Start Selected excerpt

Machine Learning and Thin Sections

The project I’m going to talk about here was an attempt to build a data-driven model for rock permeability from the corresponding petrographic variables, such as porosity, mud content, grain fractions and so on. These variables were obtained from applying the so-called point counting technique to rock thin sections like this one:

GhawarBCGI

In the end, each sample was characterized by 28 features.

Permeability of a given rock sample depends of the total amount of pore space, characterized by porosity, as well as how the pore space is distributed within the rock, which we can express as some kind of a probability density function of pore sizes. In essence, what I’m going to investigate is whether the information about pore size distribution can be sufficiently captured by the bulk petrographic properties extracted from thin sections.

First we load the data (which I cannot share, unfortunately) and pick the samples that are permeable and discard dolomite rocks, because their permeability behavior is significantly different from limestones and will be studied separately.

data = pd.read_csv('ts.csv', na_values='-')
data.fillna(0.0, inplace=True)
data = data[(data['FACIES'] != 'DOLO') & (data['PERM'] != 0)

This results in 572 samples with 28 features, of which 5 are categorical and the rest are numeric. Next we look for errors in data. Errors come from the fact that some features are volumetric fractions with a total sum of either 100 percent or a value of another feature. For instance, we have 11 different grain type features that should ideally sum to 100. Alternatively, grain fractions were not counted at all for some samples and hence should sum to 0.

# GRAINS
grain_component_columns = ['OOID', 'PELOID', 'FORAM', 'MOLL', 'ECHIN', 'CORAL',
                           'STROM', 'DALGAE', 'COATGRN', 'INTRAC', 'OTHERGRN']
grain_sums = data[grain_component_columns].sum(axis=1).values
wrong_grains = np.logical_not(np.logical_or(np.isclose(grain_sums, 100),
                                            np.isclose(grain_sums, 0.0)))
print(f"Number of incorrectly assigned grain fractions: {np.count_nonzero(wrong_grains)}")

# POROSITY
porosity_component_columns = ['Interparticle (BP)', 'Moldic (MO)', 'WP intraparticle',
                              'BC Intercrystalline', 'OTHERPOR']
porosity_sum = data[porosity_component_columns].sum(axis=1).values
porosity_difference = porosity_sum  - data['POR'].values
wrong_porosity = np.logical_not(np.isclose(porosity_difference, 0.0, atol=1e-3))
print(f"Number of incorrectly assigned porosity fractions: {np.count_nonzero(wrong_porosity)}")

# CEMENT
cement_component_columns = ['FC', 'MO', 'EC']
cement_sum = data[cement_component_columns].sum(axis=1).values
cement_difference = cement_sum  - data['Total Cement'].values
wrong_cement = np.logical_not(np.isclose(cement_difference, 0.0, atol=1e-3))
print(f"Number of incorrectly assigned cement fractions: {np.count_nonzero(wrong_cement)}")

End Selected excerpt

Required work:
1) Set down the part of the thin-section article running from "In the end, each" up to and including "from thin sections.".
2) In the thin-section article, why are dolomite rocks left out of the data?

Start Excerpted records

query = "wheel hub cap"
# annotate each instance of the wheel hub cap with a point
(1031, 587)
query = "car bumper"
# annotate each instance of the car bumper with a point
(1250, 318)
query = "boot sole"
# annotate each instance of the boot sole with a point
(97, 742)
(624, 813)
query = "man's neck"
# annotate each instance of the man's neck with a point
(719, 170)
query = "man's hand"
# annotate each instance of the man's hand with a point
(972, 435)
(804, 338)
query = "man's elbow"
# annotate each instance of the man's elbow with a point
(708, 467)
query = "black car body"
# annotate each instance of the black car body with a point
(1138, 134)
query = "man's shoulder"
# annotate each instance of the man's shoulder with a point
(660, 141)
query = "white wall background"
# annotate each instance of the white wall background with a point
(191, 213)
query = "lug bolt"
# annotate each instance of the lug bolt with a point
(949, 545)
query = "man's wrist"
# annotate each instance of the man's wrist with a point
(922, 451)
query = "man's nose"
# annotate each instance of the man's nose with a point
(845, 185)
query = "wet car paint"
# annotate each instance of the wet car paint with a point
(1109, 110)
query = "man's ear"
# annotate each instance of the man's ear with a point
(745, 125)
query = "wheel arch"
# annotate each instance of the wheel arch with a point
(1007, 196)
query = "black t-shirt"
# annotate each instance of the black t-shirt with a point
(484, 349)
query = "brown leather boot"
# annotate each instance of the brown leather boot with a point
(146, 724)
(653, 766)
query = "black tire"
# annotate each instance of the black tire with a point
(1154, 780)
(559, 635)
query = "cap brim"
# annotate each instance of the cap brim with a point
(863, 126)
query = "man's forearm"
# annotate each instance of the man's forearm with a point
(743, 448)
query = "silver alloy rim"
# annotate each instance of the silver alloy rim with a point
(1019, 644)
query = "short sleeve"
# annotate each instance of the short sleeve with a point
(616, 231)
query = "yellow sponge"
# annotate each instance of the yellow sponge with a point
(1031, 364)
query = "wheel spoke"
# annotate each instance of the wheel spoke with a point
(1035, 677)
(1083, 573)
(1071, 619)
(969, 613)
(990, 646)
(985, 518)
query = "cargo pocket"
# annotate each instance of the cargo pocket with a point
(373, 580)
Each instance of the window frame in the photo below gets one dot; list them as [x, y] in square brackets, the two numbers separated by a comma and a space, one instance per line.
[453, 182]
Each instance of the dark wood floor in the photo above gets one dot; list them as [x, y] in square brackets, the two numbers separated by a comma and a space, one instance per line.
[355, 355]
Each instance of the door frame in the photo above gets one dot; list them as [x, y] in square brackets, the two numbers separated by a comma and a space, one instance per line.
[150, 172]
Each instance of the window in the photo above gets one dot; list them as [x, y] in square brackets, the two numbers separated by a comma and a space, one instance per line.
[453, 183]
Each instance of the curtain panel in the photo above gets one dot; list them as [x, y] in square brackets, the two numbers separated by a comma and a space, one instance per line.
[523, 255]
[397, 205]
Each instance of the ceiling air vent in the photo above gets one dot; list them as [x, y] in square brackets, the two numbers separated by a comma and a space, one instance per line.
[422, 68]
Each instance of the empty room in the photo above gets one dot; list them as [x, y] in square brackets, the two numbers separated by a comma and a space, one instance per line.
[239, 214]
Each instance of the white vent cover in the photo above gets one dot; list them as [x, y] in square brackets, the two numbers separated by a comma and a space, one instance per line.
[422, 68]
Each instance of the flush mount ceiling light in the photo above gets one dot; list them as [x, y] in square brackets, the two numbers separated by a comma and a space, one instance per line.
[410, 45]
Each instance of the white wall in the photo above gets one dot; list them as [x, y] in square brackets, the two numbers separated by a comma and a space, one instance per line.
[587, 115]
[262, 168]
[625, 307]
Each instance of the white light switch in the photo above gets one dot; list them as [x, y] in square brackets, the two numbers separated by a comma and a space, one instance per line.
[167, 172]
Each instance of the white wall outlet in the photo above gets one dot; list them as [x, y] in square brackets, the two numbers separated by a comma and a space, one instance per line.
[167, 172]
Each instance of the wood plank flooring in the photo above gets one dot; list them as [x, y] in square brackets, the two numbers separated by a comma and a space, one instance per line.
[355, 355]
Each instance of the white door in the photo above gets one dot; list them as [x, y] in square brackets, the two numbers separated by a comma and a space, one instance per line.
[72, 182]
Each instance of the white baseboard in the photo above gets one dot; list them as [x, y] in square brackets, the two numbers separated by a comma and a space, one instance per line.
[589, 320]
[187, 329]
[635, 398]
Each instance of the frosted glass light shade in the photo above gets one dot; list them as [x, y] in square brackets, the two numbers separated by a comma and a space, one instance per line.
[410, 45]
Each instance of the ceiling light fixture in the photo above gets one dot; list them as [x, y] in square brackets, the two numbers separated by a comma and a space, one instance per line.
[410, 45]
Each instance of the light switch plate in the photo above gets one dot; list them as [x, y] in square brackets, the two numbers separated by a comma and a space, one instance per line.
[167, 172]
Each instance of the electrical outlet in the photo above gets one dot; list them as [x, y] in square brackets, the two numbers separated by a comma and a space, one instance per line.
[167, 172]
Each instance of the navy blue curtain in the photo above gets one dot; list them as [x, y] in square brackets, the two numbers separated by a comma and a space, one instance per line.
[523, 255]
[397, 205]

End Excerpted records

Answers by task:
1)
In the end, each sample was characterized by 28 features.

Permeability of a given rock sample depends of the total amount of pore space, characterized by porosity, as well as how the pore space is distributed within the rock, which we can express as some kind of a probability density function of pore sizes. In essence, what I’m going to investigate is whether the information about pore size distribution can be sufficiently captured by the bulk petrographic properties extracted from thin sections.

2) Their permeability behavior differs significantly from that of limestones, so they will be studied separately.